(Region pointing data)
= = = = =

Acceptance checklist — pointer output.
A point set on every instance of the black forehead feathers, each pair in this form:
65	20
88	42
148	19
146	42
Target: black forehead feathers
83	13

= = = = =

■ **Exercise goal**:
Please repeat, exactly and only, the lines from the one containing "A point set" through the last line of the records, both included.

■ **Solution to the exercise**:
A point set on every instance of the black forehead feathers, each pair in this form:
65	20
88	42
148	19
146	42
Target: black forehead feathers
83	13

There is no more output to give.